- _SUPPLIED TEXT_
# tried something new...



## thebeginning (Sep 27, 2007)

[FONT=Geneva, Verdana, Arial, Helvetica, sans-serif]Hey guys! it's been a long time since i've posted anything on here!

Anyway, a disclaimer:  I 'specialize' in outdoor and/or environmental portraiture for my clients, so I knew I was taking a big step when I bought a backdrop and some Alien Bees to expand my horizons. I've used them since for a few things, but nothing more serious than directory photos for a church or a charity fashion show. I decided to ask a friend of mine to 'model' for me so I could try some things and also have some fun shooting with my friend's mamiya 645AF. 

I just thought i'd post a few shots from the day...I appreciate any tips or comments!

p.s. these were taken with my 5d, not the 645. Also, this was a really relaxed test shoot, hence the clothes and the different makeup and hair near the end.


pretty random, just thought i'd post them up here for kicks 
	

	
	
		
		

		
			





  thanks for looking!



























thanks for looking!
[/FONT]


----------



## LaFoto (Sep 27, 2007)

Hey, good to see you posting again Daniel. It was a long time that you were not here! I missed you and your photos. They are so inspirational. Have always been.
Also your new ones. Taken with your new lights and indoors.
My favourite of this series is the second. I really like her eyes in that one. She is a pretty model to begin with! For sure. But her eyes - their size! - come out best in that one, I think. You did something a little extra to them, didn't you?


----------



## elsaspet (Sep 27, 2007)

These are great Daniel!!!!


----------



## JimmyJaceyMom (Sep 27, 2007)

I was wondering where you were!  I love the last 2.  Very nice.  I am working on trying to get some alienbees also.  I guess you like yours then?  Nice job!


----------



## Sideburns (Sep 27, 2007)

I love them all.  You have great skill.
Also your model is really beautiful.  You're lucky to have such a willing subject with such a great look.


----------



## N1C0L3 (Sep 27, 2007)

Very Nice!


----------



## heip (Sep 27, 2007)

Very nice work!!! #2 & #3 are amazing.


----------



## jemmy (Sep 27, 2007)

ive missed you too!  always love checking out your work... love the lighting in 4 and #5 is very cool x


----------



## Southerngal (Sep 28, 2007)

I absolutely love #3!


----------



## acaldwell (Sep 28, 2007)

well, i thought i had posted this yesterday, but i guess i didn't!  i love #2 and #3. but i do think #3 is my fav!!!


----------



## NateS (Sep 28, 2007)

I agree with above.  2 and 3 are great but 3 is my favorite.

- _ENTRIES SUPPLIED_
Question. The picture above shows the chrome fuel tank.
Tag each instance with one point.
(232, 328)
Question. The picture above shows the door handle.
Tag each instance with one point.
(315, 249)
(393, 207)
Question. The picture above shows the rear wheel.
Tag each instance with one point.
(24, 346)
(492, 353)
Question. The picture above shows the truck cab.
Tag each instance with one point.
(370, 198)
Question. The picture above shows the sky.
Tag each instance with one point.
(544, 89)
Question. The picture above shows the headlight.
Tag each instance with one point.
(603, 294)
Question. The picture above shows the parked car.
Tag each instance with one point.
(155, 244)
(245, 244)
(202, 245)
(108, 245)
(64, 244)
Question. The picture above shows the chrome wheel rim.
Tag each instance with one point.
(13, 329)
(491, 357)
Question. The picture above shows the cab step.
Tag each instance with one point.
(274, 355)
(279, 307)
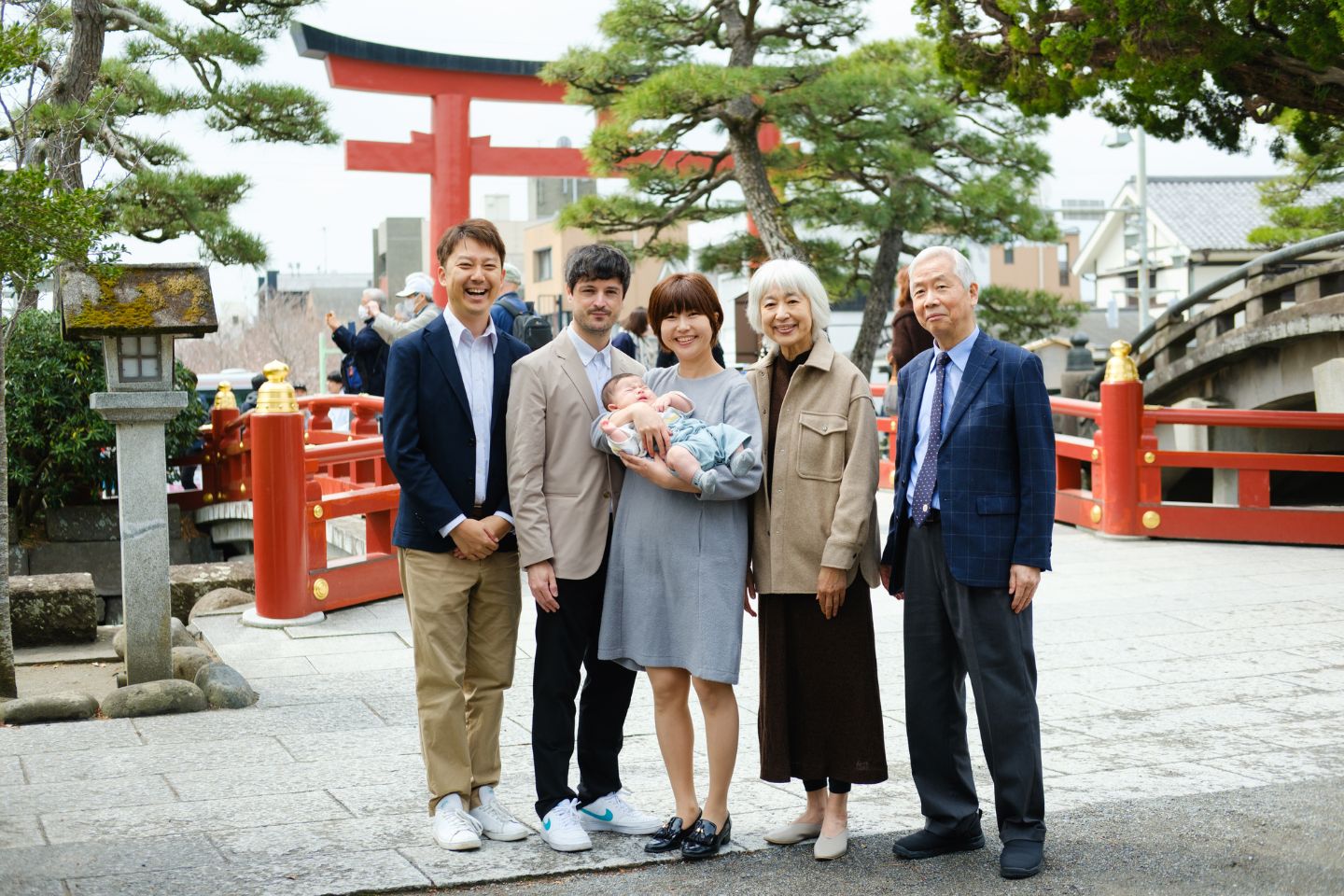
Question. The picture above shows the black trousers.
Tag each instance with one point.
(952, 632)
(566, 641)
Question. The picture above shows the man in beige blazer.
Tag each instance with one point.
(564, 496)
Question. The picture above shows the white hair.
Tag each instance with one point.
(959, 266)
(790, 277)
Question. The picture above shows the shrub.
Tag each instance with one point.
(62, 452)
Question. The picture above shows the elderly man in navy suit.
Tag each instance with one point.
(443, 437)
(968, 540)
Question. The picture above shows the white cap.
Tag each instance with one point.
(417, 282)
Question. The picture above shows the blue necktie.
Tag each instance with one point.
(929, 469)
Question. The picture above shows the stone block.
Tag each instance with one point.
(222, 601)
(187, 663)
(153, 699)
(194, 581)
(18, 559)
(52, 609)
(69, 706)
(100, 559)
(225, 688)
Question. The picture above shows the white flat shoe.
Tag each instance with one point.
(794, 833)
(828, 847)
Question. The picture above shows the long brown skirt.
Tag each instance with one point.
(820, 709)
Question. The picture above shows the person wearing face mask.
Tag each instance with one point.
(820, 715)
(420, 293)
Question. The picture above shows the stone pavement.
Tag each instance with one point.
(1167, 669)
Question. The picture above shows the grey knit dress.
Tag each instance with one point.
(678, 565)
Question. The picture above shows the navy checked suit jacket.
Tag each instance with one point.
(996, 467)
(430, 441)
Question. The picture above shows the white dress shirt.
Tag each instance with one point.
(597, 364)
(476, 361)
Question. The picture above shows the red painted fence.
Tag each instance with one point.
(312, 474)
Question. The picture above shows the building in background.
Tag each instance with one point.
(1041, 266)
(1197, 232)
(400, 247)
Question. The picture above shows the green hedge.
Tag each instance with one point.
(61, 452)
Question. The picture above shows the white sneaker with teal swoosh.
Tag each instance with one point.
(561, 828)
(613, 813)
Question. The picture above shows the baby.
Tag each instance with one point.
(696, 448)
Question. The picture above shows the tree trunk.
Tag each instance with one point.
(8, 685)
(879, 299)
(763, 204)
(74, 83)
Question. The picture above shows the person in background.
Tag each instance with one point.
(637, 339)
(366, 348)
(510, 303)
(339, 415)
(420, 293)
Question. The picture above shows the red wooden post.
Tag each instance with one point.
(277, 443)
(1118, 440)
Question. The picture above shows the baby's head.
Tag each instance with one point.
(625, 390)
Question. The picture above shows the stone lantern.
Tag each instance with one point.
(139, 314)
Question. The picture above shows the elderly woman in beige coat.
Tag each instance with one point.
(813, 559)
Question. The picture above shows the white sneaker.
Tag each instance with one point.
(495, 819)
(613, 813)
(454, 828)
(561, 828)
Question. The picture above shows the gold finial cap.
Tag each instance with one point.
(275, 395)
(225, 398)
(1120, 367)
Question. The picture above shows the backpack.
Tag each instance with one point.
(530, 328)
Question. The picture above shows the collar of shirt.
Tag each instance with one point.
(455, 329)
(959, 355)
(588, 352)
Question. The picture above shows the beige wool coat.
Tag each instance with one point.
(821, 508)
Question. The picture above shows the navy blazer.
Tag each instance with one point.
(996, 467)
(430, 441)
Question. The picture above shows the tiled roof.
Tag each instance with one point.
(1211, 213)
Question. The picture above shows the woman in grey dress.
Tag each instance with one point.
(674, 587)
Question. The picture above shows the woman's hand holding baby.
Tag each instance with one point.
(651, 428)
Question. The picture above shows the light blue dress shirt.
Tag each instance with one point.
(476, 361)
(959, 357)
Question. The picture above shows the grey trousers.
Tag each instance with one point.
(952, 632)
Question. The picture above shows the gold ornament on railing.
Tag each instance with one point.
(275, 395)
(1120, 367)
(225, 398)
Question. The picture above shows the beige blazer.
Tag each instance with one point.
(821, 510)
(562, 491)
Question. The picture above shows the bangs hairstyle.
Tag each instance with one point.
(788, 277)
(477, 229)
(679, 293)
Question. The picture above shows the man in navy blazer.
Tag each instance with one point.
(443, 437)
(969, 536)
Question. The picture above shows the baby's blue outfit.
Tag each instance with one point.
(710, 443)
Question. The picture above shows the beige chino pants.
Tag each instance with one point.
(464, 627)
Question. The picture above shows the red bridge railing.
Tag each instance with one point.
(1126, 464)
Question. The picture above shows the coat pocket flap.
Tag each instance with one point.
(989, 504)
(823, 424)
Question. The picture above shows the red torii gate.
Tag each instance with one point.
(449, 155)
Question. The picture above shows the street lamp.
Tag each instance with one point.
(1114, 140)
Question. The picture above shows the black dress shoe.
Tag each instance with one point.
(1020, 859)
(705, 840)
(669, 835)
(926, 844)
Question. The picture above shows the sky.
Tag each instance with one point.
(317, 217)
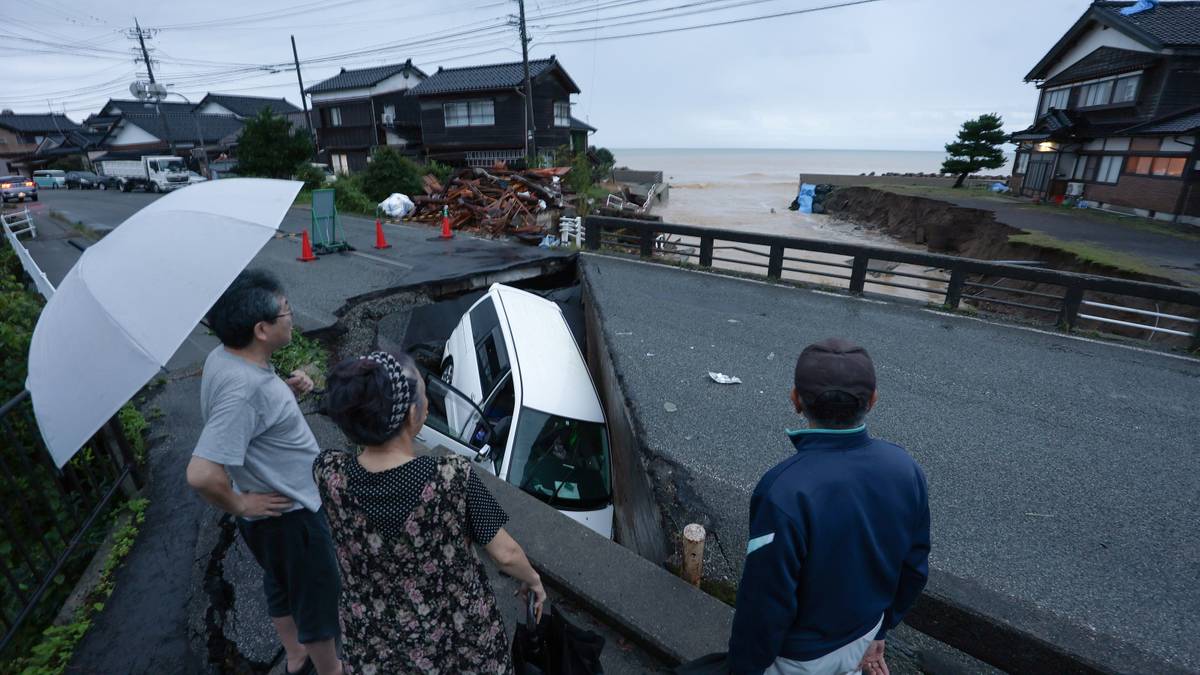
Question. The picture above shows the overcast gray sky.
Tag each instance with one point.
(895, 75)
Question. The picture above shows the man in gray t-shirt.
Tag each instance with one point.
(253, 460)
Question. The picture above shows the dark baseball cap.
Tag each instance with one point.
(834, 364)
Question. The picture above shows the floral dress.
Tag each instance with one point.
(415, 597)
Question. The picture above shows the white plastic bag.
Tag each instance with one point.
(397, 205)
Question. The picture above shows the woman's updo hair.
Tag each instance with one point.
(371, 398)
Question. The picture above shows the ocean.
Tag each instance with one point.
(750, 190)
(739, 189)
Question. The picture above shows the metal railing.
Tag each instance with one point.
(49, 512)
(941, 279)
(15, 225)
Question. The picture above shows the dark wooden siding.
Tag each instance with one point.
(507, 132)
(408, 109)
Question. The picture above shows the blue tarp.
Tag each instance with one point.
(804, 199)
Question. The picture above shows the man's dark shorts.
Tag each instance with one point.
(299, 569)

- _TO BE DONE_
[1] Output the stretch of the entries from the line containing "Question. The picture above shows the street" through the end of the entries as a numbered list, skipping blank lines and leaving the pictures out.
[2] Write what comes next in the forum thread about the studio test shoot, picking up after its final reply.

- _TASK-BY-TASK ANSWERS_
[1]
1. Question. The picture above shows the street lamp.
2. Tag each instance with one point.
3. (1114, 140)
4. Question. The picture above shows the black dress shoe.
5. Tag each instance with one point.
6. (1020, 859)
7. (705, 840)
8. (669, 835)
9. (926, 844)
10. Question. The picture above shows the sky.
11. Tag each instance with one point.
12. (317, 217)
13. Question. The picture above shows the overcast gray sky.
14. Tag each instance with one point.
15. (895, 75)
16. Question. The picture above shows the man in gray t-shirt.
17. Tag each instance with one point.
18. (253, 460)
19. Question. The picture above shows the dark baseball cap.
20. Tag each instance with one point.
21. (834, 364)
22. Question. The picture above shows the floral dress.
23. Tag each instance with one point.
24. (415, 597)
25. Question. The picture above shows the white plastic bag.
26. Tag each instance with one point.
27. (397, 205)
28. Question. The picture above shows the woman's updo hair.
29. Tag each instance with one point.
30. (371, 398)
31. Question. The picture above shows the ocean.
32. Tag each instance with one point.
33. (750, 190)
34. (739, 189)
35. Question. The picture above shows the metal railing.
36. Tag each instance with one point.
37. (49, 512)
38. (941, 279)
39. (15, 225)
40. Question. The picture above shows the dark wooden siding.
41. Tag each instance with one point.
42. (507, 132)
43. (408, 109)
44. Question. The picture above shows the blue tarp.
45. Tag each instance with one point.
46. (804, 199)
47. Question. The picture above shows the man's dark shorts.
48. Tag each instance with one point.
49. (299, 569)

[2]
----------



## noescape (Sep 28, 2007)

I LOVE #3... Incredible.


----------



## NJMAN (Sep 28, 2007)

As if you need a disclaimer...geez Daniel. 

For someone who doesnt normally do studio portraits, these are nothing short of amazing.  But Im pretty sure you already know that.  

Always a treat to see your inspirational work! 

NJ


----------



## thebeginning (Sep 29, 2007)

thanks for the nice words everybody!


----------



## Icon72 (Sep 29, 2007)

These are just plain terrific. I can't wait to see what you can do with a more serious shoot using the same model. She has a genuinely beautiful look and is very photogenic. Great stuff.


----------



## Peanuts (Sep 29, 2007)

They are all wonderful but the last one is pure genius.


----------



## TheBrainchildGroup (Sep 30, 2007)

Daniel, awesome pix! Big kudos to you 

-AS


----------



## oldnavy170 (Sep 30, 2007)

My favorite is #2.  I love the look in her eyes and the style of that shot.  Looks really good.


----------



## Taralyn Romero (Sep 30, 2007)

Hands down #4.  Amazingly edgy and beautiful - all at the same time.


----------



## newrmdmike (Oct 2, 2007)

good job dude . . . hehe, my 645. you should scan those prints and put them up!


----------



## cupidcutie4u (Oct 2, 2007)

just beautiful. can I ask you where you got the background??? I was thinking of getting a brown or blue one???


----------



## cupidcutie4u (Oct 2, 2007)

I don't wanna be cheezy but... who's getting the seven years bad luck????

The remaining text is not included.